### The problem
Produce an exact transcription of the listing below, omitting the pictures.

Location identification entries:
::::::::

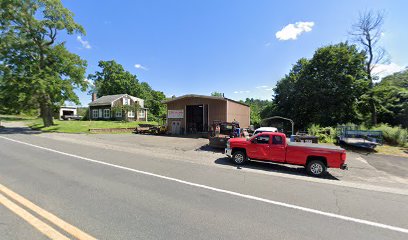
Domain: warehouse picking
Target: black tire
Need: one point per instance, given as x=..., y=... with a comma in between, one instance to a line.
x=316, y=168
x=239, y=157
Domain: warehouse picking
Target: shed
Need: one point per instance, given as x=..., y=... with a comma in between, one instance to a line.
x=195, y=113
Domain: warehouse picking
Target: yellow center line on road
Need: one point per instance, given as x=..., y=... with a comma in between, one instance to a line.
x=74, y=231
x=35, y=222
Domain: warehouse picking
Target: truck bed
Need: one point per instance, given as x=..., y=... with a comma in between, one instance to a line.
x=313, y=145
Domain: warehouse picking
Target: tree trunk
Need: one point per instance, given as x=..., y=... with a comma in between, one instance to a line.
x=373, y=110
x=46, y=112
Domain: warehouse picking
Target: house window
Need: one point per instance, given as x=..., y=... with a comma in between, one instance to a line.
x=95, y=113
x=141, y=114
x=106, y=113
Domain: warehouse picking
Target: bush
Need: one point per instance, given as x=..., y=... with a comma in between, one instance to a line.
x=324, y=134
x=393, y=135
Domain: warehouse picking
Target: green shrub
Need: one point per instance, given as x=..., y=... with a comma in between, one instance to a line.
x=393, y=135
x=324, y=134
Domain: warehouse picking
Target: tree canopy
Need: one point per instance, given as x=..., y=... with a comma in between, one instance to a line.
x=325, y=89
x=217, y=94
x=391, y=94
x=38, y=71
x=114, y=79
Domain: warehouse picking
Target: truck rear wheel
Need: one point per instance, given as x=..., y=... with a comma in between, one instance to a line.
x=239, y=157
x=316, y=168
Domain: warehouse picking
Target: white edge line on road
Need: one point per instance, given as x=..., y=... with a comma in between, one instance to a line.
x=282, y=204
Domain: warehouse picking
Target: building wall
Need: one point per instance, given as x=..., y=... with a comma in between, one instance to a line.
x=117, y=103
x=217, y=109
x=238, y=112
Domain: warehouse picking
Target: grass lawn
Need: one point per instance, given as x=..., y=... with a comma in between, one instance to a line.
x=81, y=126
x=12, y=118
x=381, y=149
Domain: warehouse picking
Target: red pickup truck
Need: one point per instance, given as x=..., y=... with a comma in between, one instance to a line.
x=272, y=146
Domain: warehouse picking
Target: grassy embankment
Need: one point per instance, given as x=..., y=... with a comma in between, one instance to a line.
x=82, y=126
x=68, y=126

::::::::

### Solution
Domain: warehouse picking
Target: black tire
Need: one point per instance, given as x=..., y=... with a comma in between, one instance to a line.
x=316, y=168
x=239, y=157
Domain: warehouse picking
Target: shed
Need: one point per instance, given as x=..., y=... with a comma in between, one instance to a line.
x=195, y=113
Domain: warehouse picking
Target: yellow center line on road
Need: one point per instance, given as x=..., y=... with a comma in between, one instance to a line.
x=74, y=231
x=35, y=222
Domain: warehouse picking
Target: truck bed
Need: one point per instance, given as x=..., y=... with a comma in between, one instance to a line.
x=313, y=145
Domain: warehouse picking
Target: tree trunk
Need: one point per instance, given as x=..., y=... with a comma in between, one instance to a line.
x=373, y=110
x=46, y=112
Domain: warehouse picking
Target: house window
Need: one point per instance, given as x=..., y=... with a comma in between, one instance to a line.
x=95, y=113
x=141, y=114
x=106, y=113
Domain: warehouse picking
Target: bush
Need: one point per instance, given as x=..., y=... with a comma in between, one instance to a line.
x=324, y=134
x=393, y=135
Domain: warehouse picking
Target: green shrub
Need: one point per instance, given as x=..., y=... with a comma in between, one instance to a line.
x=393, y=135
x=324, y=134
Domain: warehouse picking
Target: tree canopy
Need: one point per instance, given as x=..., y=... with a comma in between, one instance to a line.
x=325, y=89
x=217, y=94
x=391, y=94
x=38, y=71
x=114, y=79
Domain: warehouse picking
Target: truck rear wheel
Need: one point per instance, given as x=..., y=... with a comma in between, one instance to a line.
x=239, y=157
x=316, y=168
Domain: warehouse picking
Target: white edge line on road
Need: one point per instance, given as x=..., y=... with a comma in between, one instance to a line.
x=282, y=204
Domain: warehouse picking
Target: building wall
Need: one point per instance, given as x=..., y=... with a comma in between, one instance to a line.
x=117, y=103
x=217, y=109
x=238, y=112
Domain: warehouse picking
Target: grass lawn
Need: one point per instance, given as x=..., y=... with a comma in between, one instance to a line.
x=81, y=126
x=12, y=118
x=381, y=149
Domain: warehouse picking
Target: red pickup truck
Need: one point per instance, given as x=..., y=... with a comma in between, one instance to a line.
x=272, y=146
Domain: warehouse picking
Target: grassy embankment
Need: one point per instance, given as x=..., y=... with a comma in between, one instance to a line.
x=82, y=126
x=68, y=126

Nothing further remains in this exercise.